The request: Omit all pictures, then retype exactly the lines from the one that contains "Target: man's knee" through the end of the listing.

Records:
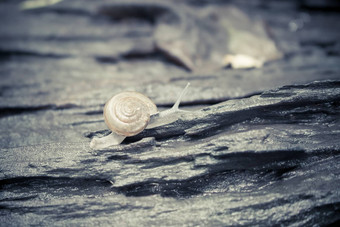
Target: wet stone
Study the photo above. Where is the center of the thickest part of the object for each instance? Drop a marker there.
(255, 146)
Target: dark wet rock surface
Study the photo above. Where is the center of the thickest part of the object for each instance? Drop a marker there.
(255, 146)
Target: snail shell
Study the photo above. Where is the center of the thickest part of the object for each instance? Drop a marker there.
(128, 113)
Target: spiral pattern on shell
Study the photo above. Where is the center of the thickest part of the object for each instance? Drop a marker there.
(128, 113)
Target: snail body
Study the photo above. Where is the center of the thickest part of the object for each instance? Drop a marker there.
(129, 113)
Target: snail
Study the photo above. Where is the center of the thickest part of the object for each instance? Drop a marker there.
(129, 113)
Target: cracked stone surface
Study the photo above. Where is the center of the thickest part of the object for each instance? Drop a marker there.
(255, 147)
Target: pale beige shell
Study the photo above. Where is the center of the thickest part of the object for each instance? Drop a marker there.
(128, 113)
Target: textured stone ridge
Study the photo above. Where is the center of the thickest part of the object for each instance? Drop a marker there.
(255, 147)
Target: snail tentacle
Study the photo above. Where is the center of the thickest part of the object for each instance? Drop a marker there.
(170, 115)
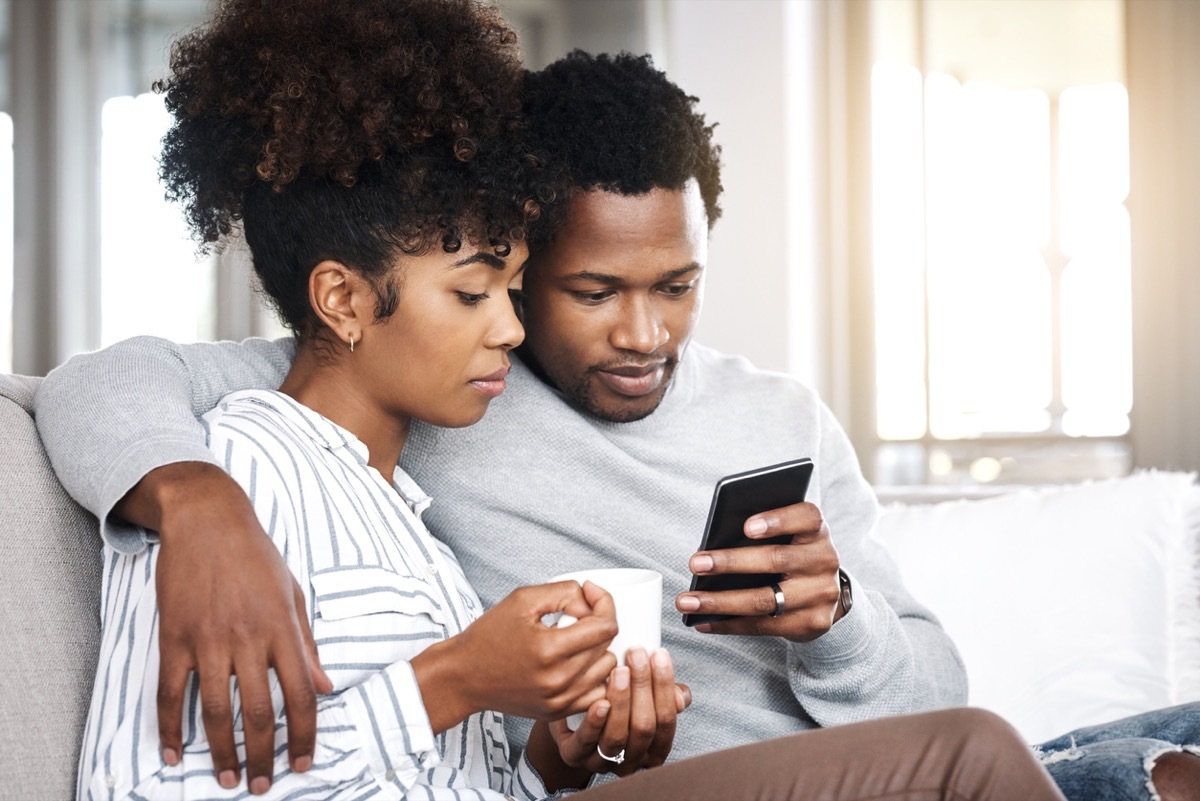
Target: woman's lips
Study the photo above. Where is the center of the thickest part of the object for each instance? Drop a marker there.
(491, 385)
(633, 381)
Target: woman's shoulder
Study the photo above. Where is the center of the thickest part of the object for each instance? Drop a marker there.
(261, 422)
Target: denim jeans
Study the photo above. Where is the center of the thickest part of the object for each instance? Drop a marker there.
(1111, 762)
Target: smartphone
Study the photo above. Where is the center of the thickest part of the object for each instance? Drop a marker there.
(735, 499)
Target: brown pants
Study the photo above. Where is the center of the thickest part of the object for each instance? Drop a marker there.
(961, 754)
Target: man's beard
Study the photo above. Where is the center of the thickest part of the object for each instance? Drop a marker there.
(581, 395)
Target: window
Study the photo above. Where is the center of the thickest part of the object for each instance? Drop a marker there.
(6, 252)
(151, 279)
(1001, 248)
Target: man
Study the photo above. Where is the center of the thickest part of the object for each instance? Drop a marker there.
(616, 426)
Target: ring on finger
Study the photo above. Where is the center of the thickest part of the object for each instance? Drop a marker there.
(779, 600)
(618, 759)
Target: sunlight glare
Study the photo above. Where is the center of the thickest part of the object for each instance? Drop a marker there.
(151, 281)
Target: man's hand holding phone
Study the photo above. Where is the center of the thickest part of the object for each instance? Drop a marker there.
(779, 574)
(810, 583)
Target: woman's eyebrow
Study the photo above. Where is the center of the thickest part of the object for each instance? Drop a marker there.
(480, 257)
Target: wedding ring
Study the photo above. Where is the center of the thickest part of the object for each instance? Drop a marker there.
(618, 759)
(779, 601)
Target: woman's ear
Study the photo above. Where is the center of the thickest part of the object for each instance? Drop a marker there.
(341, 299)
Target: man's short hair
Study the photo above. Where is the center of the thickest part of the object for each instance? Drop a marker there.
(618, 124)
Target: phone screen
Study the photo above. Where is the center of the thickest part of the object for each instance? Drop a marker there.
(735, 499)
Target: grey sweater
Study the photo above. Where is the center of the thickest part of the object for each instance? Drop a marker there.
(538, 488)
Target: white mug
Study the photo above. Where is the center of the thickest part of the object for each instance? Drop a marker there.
(637, 597)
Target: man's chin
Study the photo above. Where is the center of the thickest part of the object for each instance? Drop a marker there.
(622, 409)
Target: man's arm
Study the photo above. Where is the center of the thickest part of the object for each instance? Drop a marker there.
(107, 419)
(121, 432)
(887, 654)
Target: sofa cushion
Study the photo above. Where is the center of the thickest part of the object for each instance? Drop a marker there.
(49, 570)
(1071, 604)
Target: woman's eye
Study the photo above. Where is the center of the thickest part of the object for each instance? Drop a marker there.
(471, 299)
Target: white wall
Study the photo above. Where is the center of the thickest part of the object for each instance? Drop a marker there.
(735, 55)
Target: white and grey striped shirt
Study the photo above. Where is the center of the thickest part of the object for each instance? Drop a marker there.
(379, 589)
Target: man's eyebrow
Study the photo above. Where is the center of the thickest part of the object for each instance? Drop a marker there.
(606, 278)
(481, 257)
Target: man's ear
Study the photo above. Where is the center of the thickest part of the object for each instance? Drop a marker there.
(341, 299)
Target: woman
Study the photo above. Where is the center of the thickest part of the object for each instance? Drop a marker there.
(372, 154)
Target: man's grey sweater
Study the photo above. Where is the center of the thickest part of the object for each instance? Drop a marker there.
(539, 488)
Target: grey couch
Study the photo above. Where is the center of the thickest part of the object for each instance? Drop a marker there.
(49, 578)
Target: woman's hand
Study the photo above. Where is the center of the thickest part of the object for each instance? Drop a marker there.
(635, 723)
(511, 662)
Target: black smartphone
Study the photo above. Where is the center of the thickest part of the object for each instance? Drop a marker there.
(735, 499)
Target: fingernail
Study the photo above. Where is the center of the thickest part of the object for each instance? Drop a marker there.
(637, 657)
(661, 658)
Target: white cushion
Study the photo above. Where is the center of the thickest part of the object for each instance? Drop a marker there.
(1071, 604)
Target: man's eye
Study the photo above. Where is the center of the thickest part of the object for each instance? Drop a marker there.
(598, 296)
(676, 290)
(469, 299)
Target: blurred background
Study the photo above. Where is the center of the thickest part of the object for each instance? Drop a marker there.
(971, 224)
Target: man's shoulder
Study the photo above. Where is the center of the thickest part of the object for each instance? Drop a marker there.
(730, 373)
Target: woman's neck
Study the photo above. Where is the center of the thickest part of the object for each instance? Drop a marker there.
(328, 387)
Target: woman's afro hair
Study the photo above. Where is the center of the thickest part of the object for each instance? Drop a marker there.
(419, 91)
(619, 125)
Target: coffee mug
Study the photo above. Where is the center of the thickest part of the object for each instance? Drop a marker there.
(637, 597)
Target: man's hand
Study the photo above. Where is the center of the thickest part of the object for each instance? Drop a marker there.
(227, 607)
(810, 584)
(636, 722)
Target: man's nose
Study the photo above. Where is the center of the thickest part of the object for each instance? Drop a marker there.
(641, 327)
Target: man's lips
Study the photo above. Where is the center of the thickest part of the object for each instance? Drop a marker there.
(633, 380)
(491, 385)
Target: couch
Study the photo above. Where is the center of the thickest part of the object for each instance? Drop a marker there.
(1071, 604)
(49, 573)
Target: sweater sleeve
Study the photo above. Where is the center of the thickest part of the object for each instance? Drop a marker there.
(109, 417)
(888, 655)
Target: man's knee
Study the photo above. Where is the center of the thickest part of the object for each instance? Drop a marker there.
(1175, 776)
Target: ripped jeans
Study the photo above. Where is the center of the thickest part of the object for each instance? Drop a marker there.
(1111, 762)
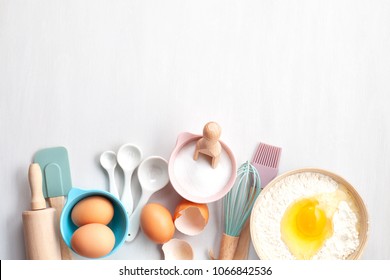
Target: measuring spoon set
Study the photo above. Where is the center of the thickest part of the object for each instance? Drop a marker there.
(152, 175)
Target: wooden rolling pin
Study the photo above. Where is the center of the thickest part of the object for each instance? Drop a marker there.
(40, 235)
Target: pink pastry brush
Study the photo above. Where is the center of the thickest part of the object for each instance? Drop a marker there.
(266, 161)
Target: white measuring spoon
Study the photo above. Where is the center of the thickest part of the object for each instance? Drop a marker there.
(153, 176)
(108, 162)
(129, 157)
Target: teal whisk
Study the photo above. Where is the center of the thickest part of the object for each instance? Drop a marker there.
(238, 204)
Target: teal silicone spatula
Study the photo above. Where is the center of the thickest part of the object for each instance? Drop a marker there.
(56, 183)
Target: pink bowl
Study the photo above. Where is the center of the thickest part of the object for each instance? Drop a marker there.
(184, 139)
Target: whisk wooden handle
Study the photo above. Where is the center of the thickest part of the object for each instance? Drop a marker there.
(228, 247)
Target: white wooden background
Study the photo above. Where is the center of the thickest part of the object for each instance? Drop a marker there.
(310, 76)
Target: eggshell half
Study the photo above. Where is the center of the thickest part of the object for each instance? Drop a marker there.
(177, 249)
(93, 209)
(191, 218)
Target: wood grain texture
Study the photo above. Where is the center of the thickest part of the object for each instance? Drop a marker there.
(58, 203)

Answer for this exercise:
Target: man's knee
Study the photo above. Where is the center of the thickest part of the object for each instance? Drop a marker there.
(1175, 776)
Target: ripped jeans
Study the photo above. Where is the center of the thickest part of the object for each instance? Drop a marker there.
(1111, 762)
Target: measuring spoon set
Study the photo above. Where is the center of the thickest part of the object for each instance? Drop a marker there.
(152, 175)
Target: wooden rolling pin
Study the photo above. Where is the center of the thickest part of the object for each instance? Drop a marker there.
(40, 235)
Target: pink pastry brush
Study the photo above. Where is the center of the thickest part of the object for each instance? Drop a marker there.
(266, 161)
Target: white measuring spoon
Study the photo above. Where is the center of the thickest part of the object for each instance? Drop a marker there.
(153, 176)
(108, 162)
(129, 157)
Target: teal whisk
Study the photo above. Where is the center of the thickest part of the object for each instance? Drop a marker there.
(238, 204)
Target: teal silicone spatula
Study the photo above. Where is the center of the thickest part of the object for each instance? Drop a marker there.
(56, 183)
Target: pink bowl
Study the photo above. Where is the center of the thickest part of the object for each instance? Drop a marker there.
(184, 139)
Target: whisk wooden handle
Study the photo above. Where is the center of the thickest part of the object for each instance? Drop a marker there.
(228, 247)
Target: white wooden background
Study the photo above. Where is the center of the thickest part of the object for each instance? Drop a marker there.
(310, 76)
Target: eggshell half
Study the photo above. Where is the center of the thickest part of the object for each instance? Drop a marker there.
(177, 249)
(93, 209)
(191, 218)
Target: wood grain texture
Study the photo above. Where is the center of the thickest part of the object for each instance? Drop a marker there.
(58, 203)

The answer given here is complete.